*** Opening of Raw data ***
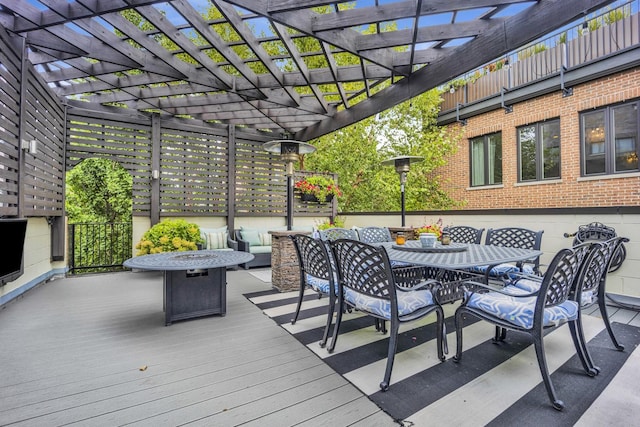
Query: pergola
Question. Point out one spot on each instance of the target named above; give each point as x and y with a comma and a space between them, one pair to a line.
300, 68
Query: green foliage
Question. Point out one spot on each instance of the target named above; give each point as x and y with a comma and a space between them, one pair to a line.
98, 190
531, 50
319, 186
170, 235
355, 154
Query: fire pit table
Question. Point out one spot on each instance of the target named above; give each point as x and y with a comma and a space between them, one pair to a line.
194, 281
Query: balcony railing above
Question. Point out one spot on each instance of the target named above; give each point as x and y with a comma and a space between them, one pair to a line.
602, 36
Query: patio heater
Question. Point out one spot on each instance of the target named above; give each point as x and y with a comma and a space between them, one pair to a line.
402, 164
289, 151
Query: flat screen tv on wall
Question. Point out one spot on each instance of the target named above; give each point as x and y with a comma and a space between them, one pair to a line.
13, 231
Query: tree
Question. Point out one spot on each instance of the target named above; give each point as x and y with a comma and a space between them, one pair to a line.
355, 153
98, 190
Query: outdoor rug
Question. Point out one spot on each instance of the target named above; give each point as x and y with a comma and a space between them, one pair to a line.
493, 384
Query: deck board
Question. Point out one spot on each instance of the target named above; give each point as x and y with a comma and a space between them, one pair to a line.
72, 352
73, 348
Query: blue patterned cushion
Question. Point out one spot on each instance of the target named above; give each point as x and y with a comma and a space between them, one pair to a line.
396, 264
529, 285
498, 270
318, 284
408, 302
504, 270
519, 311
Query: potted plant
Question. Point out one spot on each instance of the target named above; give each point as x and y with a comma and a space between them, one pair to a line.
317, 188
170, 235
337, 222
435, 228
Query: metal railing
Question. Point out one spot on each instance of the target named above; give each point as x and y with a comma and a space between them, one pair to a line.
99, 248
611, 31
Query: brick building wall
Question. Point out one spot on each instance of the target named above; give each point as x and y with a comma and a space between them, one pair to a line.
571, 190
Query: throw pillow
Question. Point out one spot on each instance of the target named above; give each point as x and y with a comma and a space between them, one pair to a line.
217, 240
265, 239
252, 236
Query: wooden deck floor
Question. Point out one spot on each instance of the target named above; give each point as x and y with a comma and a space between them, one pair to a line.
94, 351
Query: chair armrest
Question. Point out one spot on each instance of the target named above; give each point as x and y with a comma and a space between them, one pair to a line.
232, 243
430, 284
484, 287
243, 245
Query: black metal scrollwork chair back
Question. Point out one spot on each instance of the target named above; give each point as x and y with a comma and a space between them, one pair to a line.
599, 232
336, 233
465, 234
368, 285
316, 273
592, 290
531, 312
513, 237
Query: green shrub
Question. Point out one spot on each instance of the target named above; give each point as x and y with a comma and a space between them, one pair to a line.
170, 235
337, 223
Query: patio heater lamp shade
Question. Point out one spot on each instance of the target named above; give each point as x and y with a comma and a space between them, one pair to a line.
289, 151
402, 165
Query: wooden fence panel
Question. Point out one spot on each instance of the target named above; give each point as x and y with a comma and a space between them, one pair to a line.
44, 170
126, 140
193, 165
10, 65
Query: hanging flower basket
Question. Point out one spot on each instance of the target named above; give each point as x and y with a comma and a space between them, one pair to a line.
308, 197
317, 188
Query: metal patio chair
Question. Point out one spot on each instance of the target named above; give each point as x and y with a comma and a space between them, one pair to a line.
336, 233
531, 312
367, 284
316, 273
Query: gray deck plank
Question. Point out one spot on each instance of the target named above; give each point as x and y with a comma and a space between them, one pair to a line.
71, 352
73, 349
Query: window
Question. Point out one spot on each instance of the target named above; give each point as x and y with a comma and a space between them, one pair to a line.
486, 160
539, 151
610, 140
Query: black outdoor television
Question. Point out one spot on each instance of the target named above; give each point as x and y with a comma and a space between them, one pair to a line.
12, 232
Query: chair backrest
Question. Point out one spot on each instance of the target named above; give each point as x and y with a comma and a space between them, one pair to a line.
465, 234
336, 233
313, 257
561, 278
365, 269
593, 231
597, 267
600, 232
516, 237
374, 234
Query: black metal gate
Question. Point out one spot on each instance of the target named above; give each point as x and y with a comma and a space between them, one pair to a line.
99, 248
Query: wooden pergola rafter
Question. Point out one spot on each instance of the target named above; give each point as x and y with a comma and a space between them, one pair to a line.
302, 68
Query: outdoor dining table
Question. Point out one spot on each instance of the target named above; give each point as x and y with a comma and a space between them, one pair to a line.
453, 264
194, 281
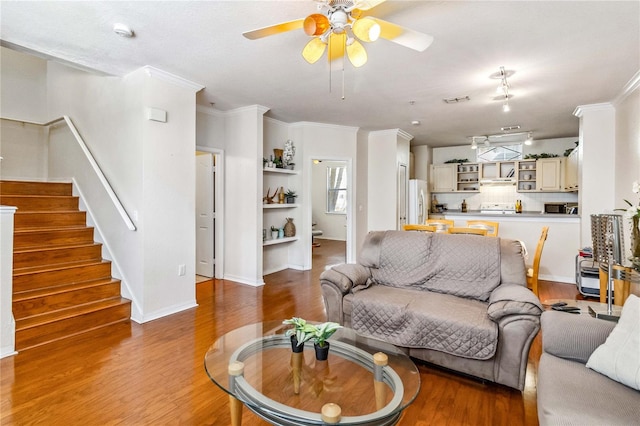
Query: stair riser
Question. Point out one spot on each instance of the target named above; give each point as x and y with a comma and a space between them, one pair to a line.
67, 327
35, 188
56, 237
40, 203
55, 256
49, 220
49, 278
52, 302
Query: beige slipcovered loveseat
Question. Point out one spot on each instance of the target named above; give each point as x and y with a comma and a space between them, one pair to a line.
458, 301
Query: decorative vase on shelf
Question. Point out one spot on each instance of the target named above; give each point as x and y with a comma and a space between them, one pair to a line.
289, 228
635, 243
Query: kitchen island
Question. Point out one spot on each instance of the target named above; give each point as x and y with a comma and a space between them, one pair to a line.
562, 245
*** Close of Raw data ***
What you are asked to do: Could you repeat the data exactly, omitting its pictures?

The completed task:
Query: pergola
Question. Point out one spot on each instance of the target named above; give each point as x and y with a comma and a space between them, one pair to a line.
300, 68
Query: green foliage
Question. Point out one spot on each instance of the target named above; give each point as x and y with a comma and a space between them, one pair to a line.
98, 190
531, 50
319, 186
170, 235
355, 154
Query: fire pit table
Question. Point out one spot on each instance of the target named above; give each point as x and y with a comma and a space between them, one pair to a line.
194, 281
Query: balcony railing above
Question. Point out one spot on each instance of the target named above; give each point as x and y with a comma and a space between them, one pair to a line.
602, 36
Query: patio heater
Question. Point out one spot on each instance of the target named above; give each point as x and y with a comma and a space between them, one pair to a line.
402, 164
289, 151
Query: flat screen tv on wall
Question. Point out one spot on each instance of the target named above; give each point as x and y with a comma and a space between them, one pair to a line.
13, 231
Query: tree
Question. Point out one spot on each instance of the target named above; give each point as x and y with a comma and a space between them, one pair to a line.
355, 153
98, 190
Query: outdoor rug
Question. Point out one spot on each instance of the target named above; give each point as x and y with a comma and a space between them, one pair to a line.
493, 384
Query: deck board
Question. Point out one spot on each instance of the target named above; give each point as x and y with a comma and a space between them, one pair to a line.
72, 352
73, 348
Query: blue patterned cushion
Question. Point out one spot on each instance of the target named above; give each point as x and y with a comma and a space between them, one pair to a line.
396, 264
529, 285
498, 270
318, 284
408, 302
504, 270
519, 311
Query: potted plant
Question. Point out one spot on each instance of the target named above; give each point as x and y with a comma and a space between them, one pair to a line.
317, 188
170, 235
337, 222
435, 228
Query: metal railing
Question. Point out one spot on each instance of the target named above; give each point as x and y with a comma and a space between them, one pair to a line.
99, 248
611, 31
Query: brick building wall
Question. Point out one spot on each instance of the target named above; give each point as x and y with a comma and a space between them, one pair to a line.
571, 190
Query: throw pillow
Question. Point out one spot on each instance of the target named above; give each point as x and y with a comma and a space between them, one pair to a line.
217, 240
265, 239
252, 236
Query: wooden deck floor
Question. Point out one spot on each instance of the target named above; give each point as x and y with a comma and a space between them, one pair to a line.
94, 351
Query: chair armrest
Question. Point out one spot on each instance of the target named above; give each point as x and y with a comma and a space between them, one pair to a line.
232, 243
430, 284
484, 287
243, 245
Query: black metal scrollwork chair back
Question. Point out one spot on each instance of the target named above; give each point as x and y with a comma and a space between them, one pair to a line.
599, 232
336, 233
465, 234
368, 285
316, 273
592, 290
531, 312
513, 237
Query: green shrub
Question. Point out one spot on each instance of the target named above; give each point as x and y with a comma and a space between them, one pair to a line.
170, 235
337, 223
Query: patio heater lamp shade
Question. Point out one spot on each instance of the target named above; give each point as x and y with a comma and a space between them, one pair to a line.
289, 151
402, 165
Query: wooden fence panel
Question. Point out one spot on each instance of the target named above; give each point as x and y with a comma and a space between them, one pair to a line.
44, 170
126, 140
193, 165
10, 65
Query: hanging flower basket
Question. Point out one spot on each instance of the target named above; give each point as x and y with a comma and a space between them, one pair to a line.
308, 197
317, 188
Query: metal patio chair
Question. Point out one spot on each instance of the target named above; give each point as x and y with a comma and a space between them, one pair to a line.
336, 233
531, 312
367, 284
316, 273
Query: gray deck plank
Question. Point out one spot on each instance of the target named above; give each point as x and y with a comma and a space between them, one pair to a line.
71, 352
73, 349
Query: window
Question. Point out one spot on each instance of the target named above; give each point as x and y with a comma and a space between them, one pair to a line.
486, 160
539, 151
610, 140
Query: black outdoor television
Question. Point out one spot on each instance of the target named above; give each point as x and y with a comma and a space between them, one pair to a line.
12, 232
Query: chair backrest
Question. Point out one spot on each instance of the target named above; give each point as x and y with a comma and a space between them, one pair to a line.
465, 234
336, 233
313, 257
561, 278
365, 269
593, 231
597, 267
600, 232
516, 237
374, 234
Query: black metal gate
Question. Point out one spot on each instance of the target named above; give each point as x and y with a comma and a space between them, one pair to a line.
99, 248
Query: wooden pergola rafter
Question. Point out one spot on each instance of the target named above; give each point as x and y with a comma and a space between them, one pair to a line.
302, 68
Query: outdoor dining table
Question. Point out one spot on each instance of the target named above; give each point as x and y with a comma and a space between them, one pair to a line.
453, 264
194, 281
Query: stair riser
Question. Point out one spot on each instance of the target named above; give each point as x and y with a comma and a space between them, one pair to a line.
67, 327
35, 188
56, 237
40, 203
55, 256
49, 220
49, 278
52, 302
Query: beige slipcovered loveseat
Question. Point out one spot on each instance of the target named above; give each point as x and y with a comma and a space between them, one pair to a line.
458, 301
Query: decorative vase on shelf
Question. Point out one spot on each instance of the target named above; give each point as x and y with a comma and a space between them, one pair to a line.
289, 228
635, 243
Query: kitchen island
Question. Point out one spot on each instance of the target named above; give each point as x and y with a comma and a space between them, one pair to a line.
562, 245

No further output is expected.